== Data under study ==
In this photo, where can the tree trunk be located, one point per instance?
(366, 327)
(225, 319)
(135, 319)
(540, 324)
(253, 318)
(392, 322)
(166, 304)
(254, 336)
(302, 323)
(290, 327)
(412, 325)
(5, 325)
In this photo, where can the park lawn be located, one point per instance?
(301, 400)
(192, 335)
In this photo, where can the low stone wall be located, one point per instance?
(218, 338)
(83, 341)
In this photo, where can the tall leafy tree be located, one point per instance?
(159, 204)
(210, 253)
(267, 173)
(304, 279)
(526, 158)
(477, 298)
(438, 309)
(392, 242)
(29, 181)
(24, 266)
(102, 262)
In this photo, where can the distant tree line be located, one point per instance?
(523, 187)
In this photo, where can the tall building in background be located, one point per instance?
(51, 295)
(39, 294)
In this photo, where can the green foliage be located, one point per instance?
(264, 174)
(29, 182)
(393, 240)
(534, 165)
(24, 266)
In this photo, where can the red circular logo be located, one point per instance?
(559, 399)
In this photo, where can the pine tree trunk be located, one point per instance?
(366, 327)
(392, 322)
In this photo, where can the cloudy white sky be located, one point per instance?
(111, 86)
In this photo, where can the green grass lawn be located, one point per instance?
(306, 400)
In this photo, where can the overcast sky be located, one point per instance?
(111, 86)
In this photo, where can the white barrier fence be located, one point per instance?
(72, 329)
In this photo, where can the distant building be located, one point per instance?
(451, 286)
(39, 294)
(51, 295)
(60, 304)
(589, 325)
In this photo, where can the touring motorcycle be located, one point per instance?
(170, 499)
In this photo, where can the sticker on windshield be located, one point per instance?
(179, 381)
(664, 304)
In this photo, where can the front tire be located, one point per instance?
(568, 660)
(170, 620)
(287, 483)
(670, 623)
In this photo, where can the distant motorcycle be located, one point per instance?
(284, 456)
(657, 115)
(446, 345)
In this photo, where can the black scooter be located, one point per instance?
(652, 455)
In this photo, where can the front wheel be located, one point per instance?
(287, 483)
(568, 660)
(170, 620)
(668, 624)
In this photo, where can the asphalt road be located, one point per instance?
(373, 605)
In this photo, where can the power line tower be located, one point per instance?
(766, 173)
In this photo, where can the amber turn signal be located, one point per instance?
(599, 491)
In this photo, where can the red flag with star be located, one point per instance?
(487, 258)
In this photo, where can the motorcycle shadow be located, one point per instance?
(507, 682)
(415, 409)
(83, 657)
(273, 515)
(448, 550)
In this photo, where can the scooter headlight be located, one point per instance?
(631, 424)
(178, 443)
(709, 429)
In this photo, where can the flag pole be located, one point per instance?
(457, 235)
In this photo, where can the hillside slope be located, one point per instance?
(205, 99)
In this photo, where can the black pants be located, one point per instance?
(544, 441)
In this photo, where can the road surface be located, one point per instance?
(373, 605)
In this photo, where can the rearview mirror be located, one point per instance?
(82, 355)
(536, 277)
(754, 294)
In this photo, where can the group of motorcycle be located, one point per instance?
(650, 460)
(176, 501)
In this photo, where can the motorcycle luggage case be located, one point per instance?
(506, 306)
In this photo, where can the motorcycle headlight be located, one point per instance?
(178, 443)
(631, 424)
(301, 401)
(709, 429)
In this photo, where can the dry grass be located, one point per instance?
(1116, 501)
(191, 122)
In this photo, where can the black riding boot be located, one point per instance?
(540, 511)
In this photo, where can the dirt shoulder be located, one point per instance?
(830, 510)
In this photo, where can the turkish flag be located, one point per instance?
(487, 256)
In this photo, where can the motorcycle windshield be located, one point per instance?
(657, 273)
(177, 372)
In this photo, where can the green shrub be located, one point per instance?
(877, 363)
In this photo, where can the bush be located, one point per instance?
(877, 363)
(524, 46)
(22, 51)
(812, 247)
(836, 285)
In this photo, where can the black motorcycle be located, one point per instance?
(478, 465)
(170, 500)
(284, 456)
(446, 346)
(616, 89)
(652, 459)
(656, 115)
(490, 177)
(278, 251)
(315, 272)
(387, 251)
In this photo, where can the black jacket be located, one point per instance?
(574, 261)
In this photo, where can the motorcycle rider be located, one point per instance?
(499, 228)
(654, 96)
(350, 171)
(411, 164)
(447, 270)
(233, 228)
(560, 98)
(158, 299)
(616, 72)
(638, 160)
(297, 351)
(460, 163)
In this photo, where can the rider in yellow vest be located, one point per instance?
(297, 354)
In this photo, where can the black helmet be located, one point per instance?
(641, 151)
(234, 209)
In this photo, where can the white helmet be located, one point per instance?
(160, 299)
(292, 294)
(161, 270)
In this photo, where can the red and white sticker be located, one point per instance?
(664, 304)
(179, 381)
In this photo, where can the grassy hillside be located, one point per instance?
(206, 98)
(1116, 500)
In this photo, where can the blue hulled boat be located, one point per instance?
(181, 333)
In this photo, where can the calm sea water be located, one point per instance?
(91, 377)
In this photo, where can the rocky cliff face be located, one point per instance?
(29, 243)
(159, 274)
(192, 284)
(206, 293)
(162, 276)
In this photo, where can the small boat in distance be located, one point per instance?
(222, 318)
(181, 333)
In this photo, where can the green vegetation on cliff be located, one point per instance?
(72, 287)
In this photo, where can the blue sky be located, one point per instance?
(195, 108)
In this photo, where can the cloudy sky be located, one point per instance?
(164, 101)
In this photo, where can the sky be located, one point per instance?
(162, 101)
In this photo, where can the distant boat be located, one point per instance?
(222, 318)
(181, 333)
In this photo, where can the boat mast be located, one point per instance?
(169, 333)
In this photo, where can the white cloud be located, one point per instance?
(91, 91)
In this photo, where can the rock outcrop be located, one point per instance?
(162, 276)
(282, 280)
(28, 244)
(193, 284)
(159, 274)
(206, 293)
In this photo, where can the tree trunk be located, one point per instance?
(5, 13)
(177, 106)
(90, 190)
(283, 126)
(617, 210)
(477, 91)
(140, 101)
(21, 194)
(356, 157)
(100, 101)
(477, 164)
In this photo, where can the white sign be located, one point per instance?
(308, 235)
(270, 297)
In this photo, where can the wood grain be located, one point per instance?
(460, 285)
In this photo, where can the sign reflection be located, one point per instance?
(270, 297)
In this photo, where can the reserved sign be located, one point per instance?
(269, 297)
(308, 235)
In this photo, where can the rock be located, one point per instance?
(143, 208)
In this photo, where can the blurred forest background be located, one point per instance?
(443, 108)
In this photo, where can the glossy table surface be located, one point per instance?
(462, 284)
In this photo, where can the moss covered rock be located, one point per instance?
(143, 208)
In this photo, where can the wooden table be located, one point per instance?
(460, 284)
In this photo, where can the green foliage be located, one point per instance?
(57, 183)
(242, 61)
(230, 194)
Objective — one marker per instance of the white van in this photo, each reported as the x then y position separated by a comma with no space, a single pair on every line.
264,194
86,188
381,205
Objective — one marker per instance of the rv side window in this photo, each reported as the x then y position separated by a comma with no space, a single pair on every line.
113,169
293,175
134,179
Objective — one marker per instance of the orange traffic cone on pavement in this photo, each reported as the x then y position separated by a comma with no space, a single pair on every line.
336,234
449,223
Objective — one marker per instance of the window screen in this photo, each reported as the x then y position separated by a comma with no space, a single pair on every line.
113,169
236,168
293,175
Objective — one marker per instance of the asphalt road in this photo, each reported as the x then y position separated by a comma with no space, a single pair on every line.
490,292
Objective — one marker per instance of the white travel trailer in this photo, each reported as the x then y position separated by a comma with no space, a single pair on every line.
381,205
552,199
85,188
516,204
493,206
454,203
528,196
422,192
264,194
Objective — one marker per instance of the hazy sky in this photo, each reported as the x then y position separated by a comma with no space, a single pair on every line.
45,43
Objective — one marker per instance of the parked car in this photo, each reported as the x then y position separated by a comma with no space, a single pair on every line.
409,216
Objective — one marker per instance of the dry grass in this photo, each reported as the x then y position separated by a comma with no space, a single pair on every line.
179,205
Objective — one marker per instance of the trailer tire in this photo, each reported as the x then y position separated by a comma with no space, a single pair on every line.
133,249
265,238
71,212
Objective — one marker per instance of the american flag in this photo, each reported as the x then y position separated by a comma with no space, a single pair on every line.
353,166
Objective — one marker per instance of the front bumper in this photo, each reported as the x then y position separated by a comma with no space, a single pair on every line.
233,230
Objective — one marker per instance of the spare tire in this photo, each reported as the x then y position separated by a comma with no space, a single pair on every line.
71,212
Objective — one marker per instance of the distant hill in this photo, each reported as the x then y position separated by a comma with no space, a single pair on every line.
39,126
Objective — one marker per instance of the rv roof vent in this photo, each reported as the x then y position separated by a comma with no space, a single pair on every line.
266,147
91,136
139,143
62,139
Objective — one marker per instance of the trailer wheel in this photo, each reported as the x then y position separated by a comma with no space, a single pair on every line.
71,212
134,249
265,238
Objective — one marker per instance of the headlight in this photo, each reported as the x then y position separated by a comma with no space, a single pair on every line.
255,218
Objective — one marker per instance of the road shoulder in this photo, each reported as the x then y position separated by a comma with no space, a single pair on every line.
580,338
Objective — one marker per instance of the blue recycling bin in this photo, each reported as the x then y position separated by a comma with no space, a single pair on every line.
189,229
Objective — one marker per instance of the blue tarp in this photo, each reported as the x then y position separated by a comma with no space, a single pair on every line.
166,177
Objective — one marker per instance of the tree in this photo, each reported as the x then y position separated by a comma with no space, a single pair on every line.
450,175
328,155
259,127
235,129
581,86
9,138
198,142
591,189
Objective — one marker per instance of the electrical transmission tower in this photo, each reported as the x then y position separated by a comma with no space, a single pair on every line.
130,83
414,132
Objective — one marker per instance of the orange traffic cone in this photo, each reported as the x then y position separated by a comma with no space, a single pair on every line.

== What you are asked to do ==
All lines from the one containing "Objective — one marker per instance of the tree" to the end of the records, both ends included, should be printed exactly and on their own.

== Completed task ==
Objective — one marker per instance of the tree in this photo, each reported as the x then y position separated by a comma with no space, a single pair on every line.
450,175
328,155
259,127
235,129
581,86
9,138
198,142
591,189
Objective — one marker per instance of the electrical transmission tower in this photo, each reported as the x then y position separated by a comma with no space, a single pair on every line.
130,83
414,132
Objective — one marker per instance of the orange traffic cone in this photo, each reported as the x then y position separated by a comma with no space, a single pair on every line.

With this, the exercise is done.